Segment Start: Supplied information

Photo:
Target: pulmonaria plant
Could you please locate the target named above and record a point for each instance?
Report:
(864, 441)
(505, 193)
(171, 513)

Segment End: Supplied information
Segment Start: Supplied information

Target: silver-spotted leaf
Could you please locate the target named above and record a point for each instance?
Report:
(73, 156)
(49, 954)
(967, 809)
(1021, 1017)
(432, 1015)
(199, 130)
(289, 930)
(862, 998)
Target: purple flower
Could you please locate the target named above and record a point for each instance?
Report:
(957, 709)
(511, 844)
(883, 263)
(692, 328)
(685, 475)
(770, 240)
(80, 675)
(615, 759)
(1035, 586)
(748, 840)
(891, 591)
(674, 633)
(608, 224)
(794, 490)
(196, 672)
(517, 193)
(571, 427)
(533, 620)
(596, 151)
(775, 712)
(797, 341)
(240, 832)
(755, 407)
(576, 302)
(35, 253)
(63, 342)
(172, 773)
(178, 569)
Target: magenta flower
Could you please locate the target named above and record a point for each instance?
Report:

Segment End: Supplied information
Segment Start: Supplied information

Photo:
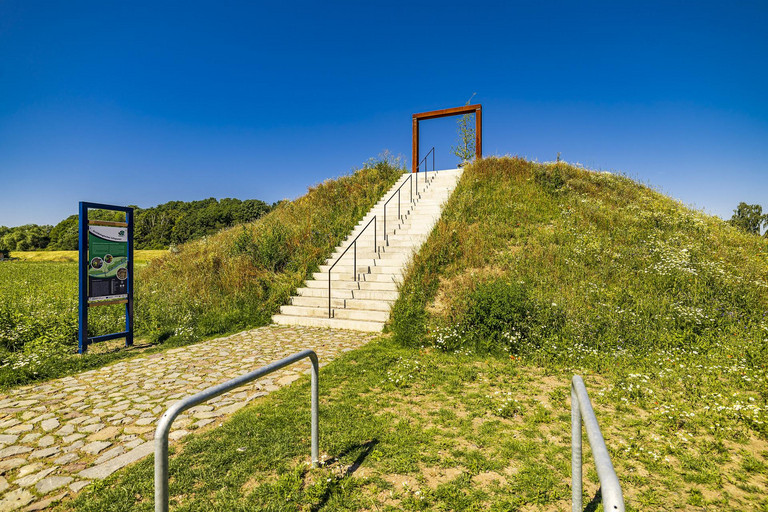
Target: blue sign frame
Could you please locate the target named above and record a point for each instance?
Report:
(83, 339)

Segment End: Supplied information

**What this task involves**
Extract each line from the listing that holds the word "flower".

**Expected output**
Target: purple flower
Target: magenta flower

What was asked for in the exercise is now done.